- _YOUR OBJECTIVE_
Copy every record below exactly, leaving out any pictures.

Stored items
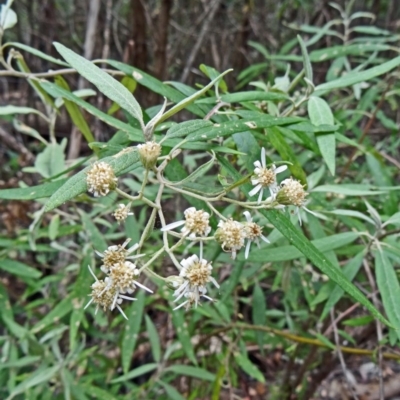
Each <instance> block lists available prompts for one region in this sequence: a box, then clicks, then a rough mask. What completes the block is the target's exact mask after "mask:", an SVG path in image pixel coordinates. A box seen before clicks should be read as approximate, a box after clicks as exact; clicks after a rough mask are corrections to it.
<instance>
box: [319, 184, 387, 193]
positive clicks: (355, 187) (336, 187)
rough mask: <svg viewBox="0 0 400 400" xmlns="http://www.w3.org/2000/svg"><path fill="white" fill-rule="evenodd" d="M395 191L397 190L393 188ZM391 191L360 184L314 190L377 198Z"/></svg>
mask: <svg viewBox="0 0 400 400" xmlns="http://www.w3.org/2000/svg"><path fill="white" fill-rule="evenodd" d="M393 189H394V190H395V188H393ZM387 190H389V189H388V188H387V187H379V186H372V185H363V184H358V183H354V184H353V183H352V184H342V185H321V186H317V187H316V188H314V189H313V190H312V191H313V192H324V193H325V192H326V193H337V194H343V195H345V196H376V195H378V194H384V193H386V192H387Z"/></svg>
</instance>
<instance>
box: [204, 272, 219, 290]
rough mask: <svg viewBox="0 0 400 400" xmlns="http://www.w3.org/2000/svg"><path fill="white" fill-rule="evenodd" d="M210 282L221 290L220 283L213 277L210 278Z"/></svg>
mask: <svg viewBox="0 0 400 400" xmlns="http://www.w3.org/2000/svg"><path fill="white" fill-rule="evenodd" d="M210 282H212V283H213V284H214V285H215V287H216V288H217V289H219V284H218V282H217V281H216V280H215V279H214V278H213V277H212V276H210ZM204 293H206V292H204Z"/></svg>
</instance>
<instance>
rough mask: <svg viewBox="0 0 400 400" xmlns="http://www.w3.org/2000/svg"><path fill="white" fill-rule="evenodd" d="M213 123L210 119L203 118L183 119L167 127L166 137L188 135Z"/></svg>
mask: <svg viewBox="0 0 400 400" xmlns="http://www.w3.org/2000/svg"><path fill="white" fill-rule="evenodd" d="M212 126H213V123H212V122H211V121H205V120H204V119H192V120H190V121H184V122H181V123H180V124H176V125H174V126H172V127H171V128H169V129H168V131H167V134H166V135H165V137H166V138H169V139H170V138H179V137H185V136H188V135H189V134H190V133H194V132H196V131H198V130H200V129H203V128H211V127H212Z"/></svg>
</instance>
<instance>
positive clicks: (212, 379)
mask: <svg viewBox="0 0 400 400" xmlns="http://www.w3.org/2000/svg"><path fill="white" fill-rule="evenodd" d="M164 372H174V373H175V374H178V375H184V376H191V377H193V378H197V379H201V380H203V381H210V382H214V380H215V374H212V373H211V372H209V371H207V370H205V369H203V368H200V367H193V366H191V365H179V364H175V365H171V366H170V367H167V368H165V369H164Z"/></svg>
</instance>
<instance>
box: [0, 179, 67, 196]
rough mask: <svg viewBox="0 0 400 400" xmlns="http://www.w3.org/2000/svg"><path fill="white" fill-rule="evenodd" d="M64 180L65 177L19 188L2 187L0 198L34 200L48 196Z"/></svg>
mask: <svg viewBox="0 0 400 400" xmlns="http://www.w3.org/2000/svg"><path fill="white" fill-rule="evenodd" d="M65 182H66V179H60V180H58V181H55V182H49V183H44V184H43V185H38V186H31V187H26V188H20V189H3V190H0V199H5V200H11V199H14V200H36V199H41V198H43V197H50V196H51V195H52V194H53V193H54V192H55V191H56V190H57V189H58V188H60V187H61V186H62V185H63V184H64V183H65Z"/></svg>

- _WRITTEN RESPONSE_
Each <instance> block lists available prompts for one region in this sequence: a box, then clicks, then a rough mask. What completes the block is the target's exact mask after "mask:", an SVG path in image pixel coordinates. A box seen before clicks should be read as approximate, a box after clicks as exact; clicks after a rough mask are corrections to it.
<instance>
box: [319, 184, 387, 193]
positive clicks: (355, 187) (336, 187)
rough mask: <svg viewBox="0 0 400 400" xmlns="http://www.w3.org/2000/svg"><path fill="white" fill-rule="evenodd" d="M395 191L397 190L393 188ZM391 191L360 184L314 190L377 198Z"/></svg>
mask: <svg viewBox="0 0 400 400" xmlns="http://www.w3.org/2000/svg"><path fill="white" fill-rule="evenodd" d="M393 189H394V190H395V188H393ZM387 190H389V189H388V188H387V187H379V186H372V185H363V184H358V183H354V184H353V183H352V184H342V185H321V186H317V187H316V188H314V189H313V190H312V191H313V192H324V193H325V192H326V193H337V194H343V195H345V196H376V195H378V194H384V193H386V192H387Z"/></svg>
</instance>
<instance>
box: [204, 272, 219, 290]
rough mask: <svg viewBox="0 0 400 400" xmlns="http://www.w3.org/2000/svg"><path fill="white" fill-rule="evenodd" d="M210 282L221 290L220 283L213 277L210 278Z"/></svg>
mask: <svg viewBox="0 0 400 400" xmlns="http://www.w3.org/2000/svg"><path fill="white" fill-rule="evenodd" d="M210 282H212V283H213V284H214V285H215V287H216V288H217V289H219V284H218V282H217V281H216V280H215V279H214V278H213V277H212V276H210ZM204 293H206V292H204Z"/></svg>
</instance>
<instance>
rough mask: <svg viewBox="0 0 400 400" xmlns="http://www.w3.org/2000/svg"><path fill="white" fill-rule="evenodd" d="M213 123L210 119L203 118L183 119L167 127L166 137L188 135Z"/></svg>
mask: <svg viewBox="0 0 400 400" xmlns="http://www.w3.org/2000/svg"><path fill="white" fill-rule="evenodd" d="M212 126H213V123H212V122H211V121H205V120H204V119H192V120H190V121H184V122H181V123H180V124H176V125H174V126H172V127H171V128H169V129H168V131H167V134H166V135H165V137H166V138H169V139H170V138H179V137H185V136H188V135H189V134H190V133H194V132H196V131H198V130H200V129H203V128H211V127H212Z"/></svg>
</instance>
<instance>
positive clicks: (212, 379)
mask: <svg viewBox="0 0 400 400" xmlns="http://www.w3.org/2000/svg"><path fill="white" fill-rule="evenodd" d="M164 372H174V373H175V374H178V375H184V376H191V377H193V378H197V379H201V380H203V381H210V382H214V380H215V374H212V373H211V372H209V371H207V370H205V369H203V368H200V367H193V366H191V365H179V364H175V365H171V366H170V367H167V368H165V369H164Z"/></svg>
</instance>
<instance>
box: [0, 179, 67, 196]
rough mask: <svg viewBox="0 0 400 400" xmlns="http://www.w3.org/2000/svg"><path fill="white" fill-rule="evenodd" d="M64 180L65 177L19 188L2 187L0 198L34 200L48 196Z"/></svg>
mask: <svg viewBox="0 0 400 400" xmlns="http://www.w3.org/2000/svg"><path fill="white" fill-rule="evenodd" d="M65 182H66V179H60V180H58V181H55V182H49V183H44V184H43V185H38V186H31V187H26V188H20V189H3V190H0V199H5V200H11V199H14V200H36V199H41V198H43V197H50V196H51V195H52V194H53V193H54V192H55V191H56V190H57V189H58V188H60V187H61V186H62V185H63V184H64V183H65Z"/></svg>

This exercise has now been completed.